[Raw data records]
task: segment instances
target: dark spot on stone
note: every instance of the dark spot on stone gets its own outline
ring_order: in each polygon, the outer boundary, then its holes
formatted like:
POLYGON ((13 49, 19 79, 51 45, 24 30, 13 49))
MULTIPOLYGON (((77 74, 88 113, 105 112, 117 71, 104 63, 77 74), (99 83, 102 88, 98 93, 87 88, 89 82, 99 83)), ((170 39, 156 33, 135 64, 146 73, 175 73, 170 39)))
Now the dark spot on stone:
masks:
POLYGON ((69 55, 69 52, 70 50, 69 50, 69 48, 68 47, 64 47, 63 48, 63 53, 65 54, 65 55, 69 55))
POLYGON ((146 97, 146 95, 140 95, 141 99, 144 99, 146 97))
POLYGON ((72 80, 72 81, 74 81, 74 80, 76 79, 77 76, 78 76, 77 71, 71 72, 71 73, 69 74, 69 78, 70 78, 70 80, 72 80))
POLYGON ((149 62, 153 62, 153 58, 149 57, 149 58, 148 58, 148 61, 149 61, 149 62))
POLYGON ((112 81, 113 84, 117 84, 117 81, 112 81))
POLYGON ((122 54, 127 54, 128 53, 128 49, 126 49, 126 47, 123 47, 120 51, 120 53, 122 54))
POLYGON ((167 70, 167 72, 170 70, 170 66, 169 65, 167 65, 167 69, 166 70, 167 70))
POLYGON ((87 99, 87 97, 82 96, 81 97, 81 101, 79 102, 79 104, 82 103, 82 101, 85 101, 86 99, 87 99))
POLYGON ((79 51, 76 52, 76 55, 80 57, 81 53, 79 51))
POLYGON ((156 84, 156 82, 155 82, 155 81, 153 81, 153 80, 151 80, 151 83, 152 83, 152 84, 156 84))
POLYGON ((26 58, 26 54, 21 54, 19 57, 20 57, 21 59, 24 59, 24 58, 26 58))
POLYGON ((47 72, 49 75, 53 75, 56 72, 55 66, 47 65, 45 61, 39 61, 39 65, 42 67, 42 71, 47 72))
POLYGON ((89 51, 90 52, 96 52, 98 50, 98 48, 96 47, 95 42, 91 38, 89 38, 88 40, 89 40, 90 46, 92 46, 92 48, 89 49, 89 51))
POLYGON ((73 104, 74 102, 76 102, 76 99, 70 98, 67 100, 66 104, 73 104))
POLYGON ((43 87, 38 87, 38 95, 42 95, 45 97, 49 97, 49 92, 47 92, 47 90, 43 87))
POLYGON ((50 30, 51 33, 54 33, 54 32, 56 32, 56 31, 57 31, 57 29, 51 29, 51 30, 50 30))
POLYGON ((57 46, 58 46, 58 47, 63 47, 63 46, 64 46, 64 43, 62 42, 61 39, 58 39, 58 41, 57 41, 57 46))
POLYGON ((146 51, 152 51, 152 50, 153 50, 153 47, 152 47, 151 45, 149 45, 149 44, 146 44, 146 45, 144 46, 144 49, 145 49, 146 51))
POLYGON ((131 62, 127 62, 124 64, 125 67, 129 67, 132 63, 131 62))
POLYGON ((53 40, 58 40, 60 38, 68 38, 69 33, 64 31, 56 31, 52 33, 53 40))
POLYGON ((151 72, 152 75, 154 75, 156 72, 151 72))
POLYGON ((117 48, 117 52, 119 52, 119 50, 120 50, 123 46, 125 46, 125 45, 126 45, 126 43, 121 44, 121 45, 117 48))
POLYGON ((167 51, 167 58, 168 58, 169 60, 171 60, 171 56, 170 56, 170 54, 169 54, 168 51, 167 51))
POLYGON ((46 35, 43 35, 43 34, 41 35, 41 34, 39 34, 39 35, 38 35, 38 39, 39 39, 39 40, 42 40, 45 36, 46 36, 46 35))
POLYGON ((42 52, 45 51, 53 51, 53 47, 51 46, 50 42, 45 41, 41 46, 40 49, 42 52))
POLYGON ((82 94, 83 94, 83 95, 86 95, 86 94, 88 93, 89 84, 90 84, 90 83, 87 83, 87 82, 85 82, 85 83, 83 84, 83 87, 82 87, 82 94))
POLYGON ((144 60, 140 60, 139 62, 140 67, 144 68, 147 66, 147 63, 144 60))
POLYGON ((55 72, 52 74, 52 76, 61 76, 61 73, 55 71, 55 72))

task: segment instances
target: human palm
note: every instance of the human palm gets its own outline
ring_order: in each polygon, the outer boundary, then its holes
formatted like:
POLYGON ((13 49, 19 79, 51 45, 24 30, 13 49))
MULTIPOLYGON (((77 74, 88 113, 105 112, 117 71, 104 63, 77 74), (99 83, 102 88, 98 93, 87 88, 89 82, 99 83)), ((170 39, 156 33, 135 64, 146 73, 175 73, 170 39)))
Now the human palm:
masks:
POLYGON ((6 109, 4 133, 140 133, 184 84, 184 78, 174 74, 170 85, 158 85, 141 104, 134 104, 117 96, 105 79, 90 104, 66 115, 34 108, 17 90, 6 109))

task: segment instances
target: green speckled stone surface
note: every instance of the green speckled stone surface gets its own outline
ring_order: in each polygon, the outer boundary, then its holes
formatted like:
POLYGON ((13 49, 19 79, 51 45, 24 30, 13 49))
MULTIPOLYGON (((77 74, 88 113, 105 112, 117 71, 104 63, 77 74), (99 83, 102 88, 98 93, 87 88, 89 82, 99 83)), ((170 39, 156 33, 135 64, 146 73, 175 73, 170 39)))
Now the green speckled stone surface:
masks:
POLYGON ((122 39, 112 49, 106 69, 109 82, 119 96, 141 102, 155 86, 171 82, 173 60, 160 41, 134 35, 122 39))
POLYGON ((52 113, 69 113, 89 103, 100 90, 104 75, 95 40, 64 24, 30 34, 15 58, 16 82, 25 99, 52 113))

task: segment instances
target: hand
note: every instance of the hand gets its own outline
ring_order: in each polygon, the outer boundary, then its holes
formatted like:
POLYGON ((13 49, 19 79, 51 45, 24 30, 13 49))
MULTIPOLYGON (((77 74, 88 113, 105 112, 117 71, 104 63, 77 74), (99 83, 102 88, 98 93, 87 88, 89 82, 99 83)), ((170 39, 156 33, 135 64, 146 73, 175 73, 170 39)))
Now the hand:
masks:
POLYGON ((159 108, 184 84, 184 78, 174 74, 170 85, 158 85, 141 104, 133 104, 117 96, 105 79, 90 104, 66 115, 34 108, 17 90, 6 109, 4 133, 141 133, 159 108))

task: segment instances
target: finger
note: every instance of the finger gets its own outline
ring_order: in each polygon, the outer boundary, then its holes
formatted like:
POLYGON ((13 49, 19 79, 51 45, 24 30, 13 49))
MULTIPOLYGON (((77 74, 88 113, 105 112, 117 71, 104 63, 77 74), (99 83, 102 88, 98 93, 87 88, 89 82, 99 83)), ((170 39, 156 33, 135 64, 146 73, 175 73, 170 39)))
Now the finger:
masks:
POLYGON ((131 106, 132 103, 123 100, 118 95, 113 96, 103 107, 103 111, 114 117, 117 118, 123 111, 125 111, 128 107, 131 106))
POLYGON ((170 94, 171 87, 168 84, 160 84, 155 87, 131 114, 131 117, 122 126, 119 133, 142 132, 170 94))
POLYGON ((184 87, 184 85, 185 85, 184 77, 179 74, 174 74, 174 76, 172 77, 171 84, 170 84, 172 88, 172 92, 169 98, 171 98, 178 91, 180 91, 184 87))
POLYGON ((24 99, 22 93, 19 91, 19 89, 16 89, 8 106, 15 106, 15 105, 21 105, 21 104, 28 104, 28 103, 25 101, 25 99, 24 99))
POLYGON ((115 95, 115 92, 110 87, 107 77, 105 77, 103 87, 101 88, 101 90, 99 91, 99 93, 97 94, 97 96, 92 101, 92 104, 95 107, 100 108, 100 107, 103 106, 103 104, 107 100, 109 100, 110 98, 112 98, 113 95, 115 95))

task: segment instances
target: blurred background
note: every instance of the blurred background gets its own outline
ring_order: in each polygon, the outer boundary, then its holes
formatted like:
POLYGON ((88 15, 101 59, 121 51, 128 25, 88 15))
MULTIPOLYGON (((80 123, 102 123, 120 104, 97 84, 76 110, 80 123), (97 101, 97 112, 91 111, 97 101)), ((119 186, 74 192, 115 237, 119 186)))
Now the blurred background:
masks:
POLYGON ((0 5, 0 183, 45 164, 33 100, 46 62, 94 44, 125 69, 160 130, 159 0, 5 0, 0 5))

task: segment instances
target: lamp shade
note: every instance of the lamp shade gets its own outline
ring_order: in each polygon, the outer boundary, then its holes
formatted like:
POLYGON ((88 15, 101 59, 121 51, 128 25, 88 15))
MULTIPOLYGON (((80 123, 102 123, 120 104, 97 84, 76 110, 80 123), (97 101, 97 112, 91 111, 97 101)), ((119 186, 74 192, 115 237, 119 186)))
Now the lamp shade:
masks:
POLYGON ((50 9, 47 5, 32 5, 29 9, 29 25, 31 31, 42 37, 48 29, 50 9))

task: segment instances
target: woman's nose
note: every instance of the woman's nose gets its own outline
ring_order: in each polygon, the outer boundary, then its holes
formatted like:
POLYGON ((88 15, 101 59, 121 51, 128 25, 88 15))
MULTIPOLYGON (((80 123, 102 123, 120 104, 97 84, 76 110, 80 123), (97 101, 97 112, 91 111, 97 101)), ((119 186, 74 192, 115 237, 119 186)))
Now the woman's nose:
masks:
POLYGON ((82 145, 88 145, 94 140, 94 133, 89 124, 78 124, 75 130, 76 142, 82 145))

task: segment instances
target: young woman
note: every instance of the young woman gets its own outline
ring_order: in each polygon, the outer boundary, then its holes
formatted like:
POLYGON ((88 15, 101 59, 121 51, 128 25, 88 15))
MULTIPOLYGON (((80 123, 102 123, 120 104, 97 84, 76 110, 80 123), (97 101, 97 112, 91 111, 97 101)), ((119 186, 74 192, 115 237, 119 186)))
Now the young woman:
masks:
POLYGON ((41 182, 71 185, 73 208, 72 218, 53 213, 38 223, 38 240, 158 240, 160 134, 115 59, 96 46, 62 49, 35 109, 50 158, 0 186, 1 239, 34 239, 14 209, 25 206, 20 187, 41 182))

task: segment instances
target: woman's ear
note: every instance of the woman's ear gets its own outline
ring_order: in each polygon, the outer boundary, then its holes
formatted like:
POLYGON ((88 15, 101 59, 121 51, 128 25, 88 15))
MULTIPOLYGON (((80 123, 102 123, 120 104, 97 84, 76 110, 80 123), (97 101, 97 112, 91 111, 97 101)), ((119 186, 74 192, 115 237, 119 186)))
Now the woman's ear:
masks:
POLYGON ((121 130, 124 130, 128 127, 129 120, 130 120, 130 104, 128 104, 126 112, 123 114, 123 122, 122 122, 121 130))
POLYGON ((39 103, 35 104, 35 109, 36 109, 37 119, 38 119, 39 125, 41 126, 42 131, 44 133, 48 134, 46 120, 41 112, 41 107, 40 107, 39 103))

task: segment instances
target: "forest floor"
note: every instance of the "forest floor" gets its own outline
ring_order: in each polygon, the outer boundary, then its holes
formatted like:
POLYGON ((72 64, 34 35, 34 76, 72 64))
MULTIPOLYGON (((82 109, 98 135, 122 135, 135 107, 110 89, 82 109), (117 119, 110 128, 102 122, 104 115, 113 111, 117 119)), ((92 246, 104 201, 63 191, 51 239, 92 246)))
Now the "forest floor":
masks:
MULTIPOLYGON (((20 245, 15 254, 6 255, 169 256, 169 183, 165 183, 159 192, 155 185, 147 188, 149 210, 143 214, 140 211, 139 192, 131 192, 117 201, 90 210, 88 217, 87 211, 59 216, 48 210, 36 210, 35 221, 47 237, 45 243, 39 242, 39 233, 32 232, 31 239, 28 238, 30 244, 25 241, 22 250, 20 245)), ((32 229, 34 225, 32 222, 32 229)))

TASK STATEMENT — Output the stretch from the beginning of the data through the line containing "POLYGON ((72 80, 72" as a numbered list, leaving out any blank lines.

WRITTEN RESPONSE —
1. task: segment instances
2. target: dark spot on stone
3. note: every instance of the dark spot on stone gets its own outline
4. ring_order: in each polygon, the outer boundary, then its holes
5. formatted like:
6. POLYGON ((13 49, 19 79, 51 45, 24 30, 13 49))
7. MULTIPOLYGON (((77 74, 88 113, 105 112, 117 71, 104 63, 77 74), (99 83, 102 88, 98 93, 87 88, 89 82, 99 83)), ((170 39, 156 33, 135 64, 146 73, 175 73, 170 39)))
8. Now the dark spot on stone:
9. masks:
10. POLYGON ((69 55, 69 52, 70 50, 69 50, 69 48, 68 47, 64 47, 63 48, 63 53, 65 54, 65 55, 69 55))
11. POLYGON ((146 97, 146 95, 140 95, 141 99, 144 99, 146 97))
12. POLYGON ((72 80, 72 81, 74 81, 74 80, 76 79, 77 76, 78 76, 77 71, 71 72, 71 73, 69 74, 69 78, 70 78, 70 80, 72 80))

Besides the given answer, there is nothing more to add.